**Given request:** Could you turn the paragraph in the press release below that begins "The end-to-end live production demonstration" into a short bulleted list that keeps its main facts?

**Source extract:**
# # # #
Demonstrations at NAB 2015 will showcase new TV audio system for ATSC 3.0 and I nternet streaming in a complete broadcast chain showing live sports and music production.

Fraunhofer IIS, Qualcomm and Technicolor to Demonstrate the World’s First Live Broadcast of MPEG-H Interactive and Immersive TV Audio

Press Release /

Las Vegas, Nevada, USA, April 10, 2015 – NAB, South Upper Hall: Fraunhofer IIS, Qualcomm Technologies, Inc. (“QTI”), and Technicolor, the three major technology companies behind the MPEG-H Audio standard, are demonstrating this new technology at the NAB 2015 conference in Las Vegas this week. In two separate venues, the companies will offer the world’s first live broadcast demonstration of their new immersive and interactive TV audio system currently proposed for ATSC 3.0 and being developed for over-the-top streaming video services.

MPEG-H Audio is designed to offer broadcasters a cost-effective means to elevate the sound quality of their offerings beyond 5.1 surround while incorporating groundbreaking new interactive and immersive features across the full range of modern viewing devices from high-end home theaters, to tablets, smartphones, and sound bars.

MPEG-H Audio Live Broadcast Demonstration

The end-to-end live production demonstration at the Fraunhofer booth SU3714 will incorporate a live audio feed from a remote truck combined with recorded programming from video servers at the network. The process for distributing the new, live content to affiliate stations, inserting local commercials and emission to viewers’ living rooms will be included in the demo.

Aside from the Fraunhofer prototype audio/video encoders and decoders and a Jünger Audio monitoring unit, all of the equipment in the demonstration is unmodified broadcast equipment used in TV plants and remote trucks today.
# # # #
**Information supplied:**
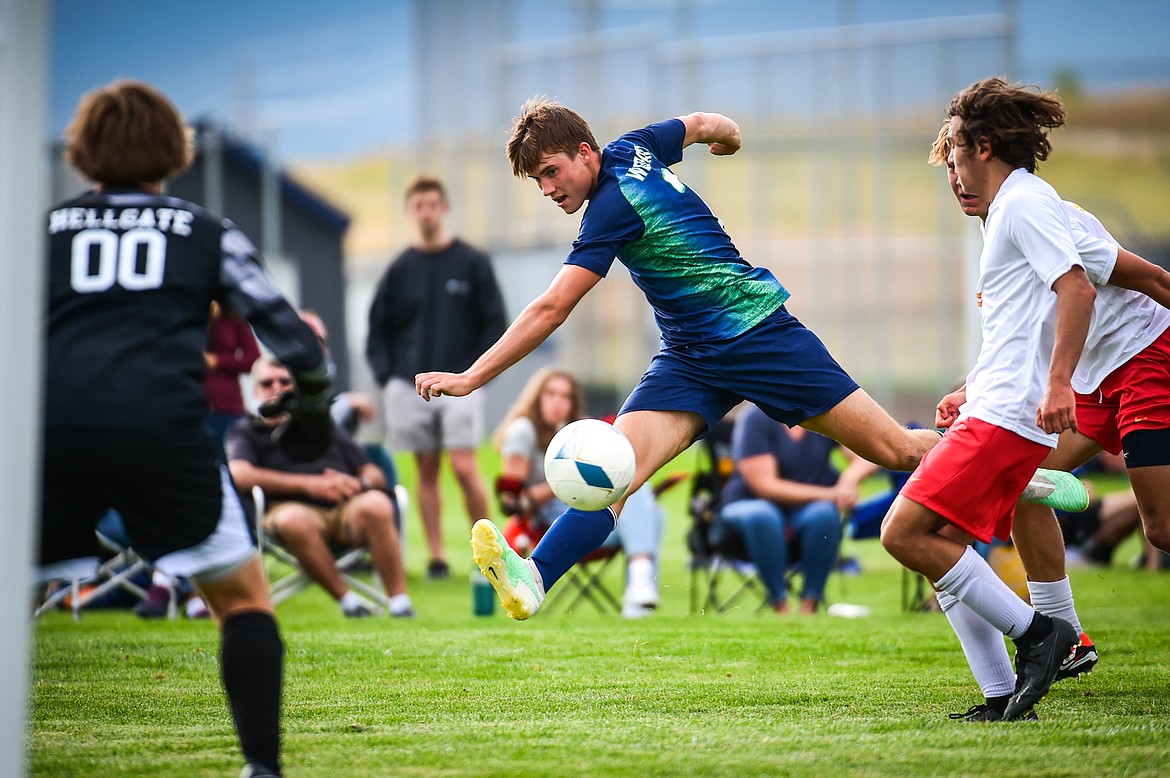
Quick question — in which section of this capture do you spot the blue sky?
[50,0,1170,158]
# # # #
**Exercise result:**
- Location: Fraunhofer booth SU3714
- Combines a live audio feed from a remote truck with recorded programming from video servers at the network
- Includes distributing the live content to affiliate stations, inserting local commercials, and emission to viewers' living rooms